## SET TASK
Please render the data below as a JSON list of strings, one string per line, leaving out blank lines.

╔══

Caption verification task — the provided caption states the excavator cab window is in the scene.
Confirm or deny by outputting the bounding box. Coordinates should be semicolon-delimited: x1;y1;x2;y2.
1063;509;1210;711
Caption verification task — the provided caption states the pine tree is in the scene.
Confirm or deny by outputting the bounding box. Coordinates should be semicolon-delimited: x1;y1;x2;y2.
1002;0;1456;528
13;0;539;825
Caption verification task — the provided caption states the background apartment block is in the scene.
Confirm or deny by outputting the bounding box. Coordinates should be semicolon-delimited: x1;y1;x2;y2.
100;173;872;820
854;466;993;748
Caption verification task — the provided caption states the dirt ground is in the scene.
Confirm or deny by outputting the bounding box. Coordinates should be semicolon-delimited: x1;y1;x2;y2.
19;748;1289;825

╚══

## SOLVED EXERCISE
[
  "Caption verification task — the provided caption states the excavator cab window is in the scene.",
  "Confirm or deny by outputting the bounding box. Coordinates should be semicolon-delimited: x1;y1;x2;y2.",
  "1063;509;1210;711",
  "Caption verification task — the provided caption states the pine tree is in the scene.",
  "Confirm or deny by outputting the bounding box. Coordinates should be semicolon-delimited: x1;y1;x2;y2.",
  "1002;0;1456;528",
  "13;0;539;825",
  "Caption verification task — the provided caption states the background apartment block is in the scene.",
  "Confirm or deny by outputting the bounding box. Coordinates should be semicolon-delimited: x1;y1;x2;y2.",
  "100;173;872;820",
  "854;466;993;748",
  "Caption verification task — the provided caption states the dirt ground is in the scene.",
  "Confirm or deny by outputting the bounding box. Coordinates should be semicolon-delimited: x1;y1;x2;y2.",
  "19;748;1289;825"
]